> _Work to do_:
Retype the records below unchanged, starting with the line that contains "Point out the cultivated" and continuing through the last line of the records.
┌──
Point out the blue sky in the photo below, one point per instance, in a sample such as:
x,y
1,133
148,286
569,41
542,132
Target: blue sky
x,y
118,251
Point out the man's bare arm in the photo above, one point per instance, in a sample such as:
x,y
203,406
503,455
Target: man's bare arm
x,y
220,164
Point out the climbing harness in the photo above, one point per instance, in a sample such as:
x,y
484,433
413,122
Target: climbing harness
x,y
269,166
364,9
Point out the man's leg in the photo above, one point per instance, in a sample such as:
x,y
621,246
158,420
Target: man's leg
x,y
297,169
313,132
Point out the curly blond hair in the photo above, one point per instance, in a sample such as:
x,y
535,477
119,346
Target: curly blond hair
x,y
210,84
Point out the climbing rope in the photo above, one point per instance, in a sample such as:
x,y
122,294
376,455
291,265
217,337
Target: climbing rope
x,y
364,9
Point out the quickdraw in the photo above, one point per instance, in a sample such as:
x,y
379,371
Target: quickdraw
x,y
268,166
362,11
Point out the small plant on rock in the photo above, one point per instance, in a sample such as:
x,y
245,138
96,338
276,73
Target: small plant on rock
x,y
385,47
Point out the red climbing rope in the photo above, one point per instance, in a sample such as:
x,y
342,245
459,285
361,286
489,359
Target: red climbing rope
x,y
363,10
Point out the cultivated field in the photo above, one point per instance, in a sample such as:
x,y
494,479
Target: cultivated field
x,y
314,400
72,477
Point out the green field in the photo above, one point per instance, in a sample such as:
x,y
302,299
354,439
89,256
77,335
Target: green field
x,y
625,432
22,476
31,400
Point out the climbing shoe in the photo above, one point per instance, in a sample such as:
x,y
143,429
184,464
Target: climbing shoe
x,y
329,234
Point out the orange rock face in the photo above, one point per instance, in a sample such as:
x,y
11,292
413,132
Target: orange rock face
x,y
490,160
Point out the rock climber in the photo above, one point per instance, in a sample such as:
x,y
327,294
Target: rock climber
└──
> _Task response_:
Point out the cultivated field in the photo above, one point per instance, in a sample such as:
x,y
494,479
Target: cultivated field
x,y
314,400
72,477
Point out the green field in the photo above, one point per instance, in a sample such as:
x,y
302,299
354,439
89,256
77,335
Target: green field
x,y
625,432
22,476
31,400
Point out the climbing shoe in the photo above, one point per instance, in a sample such as:
x,y
143,429
184,464
Target: climbing shoe
x,y
329,234
Point out the orange rock face in the photo above, one point per instance, in a sample such as:
x,y
11,292
413,132
Target: orange rock face
x,y
490,160
Point out the rock climber in the photo above, one point per instance, in a sample such as:
x,y
327,294
Target: rock climber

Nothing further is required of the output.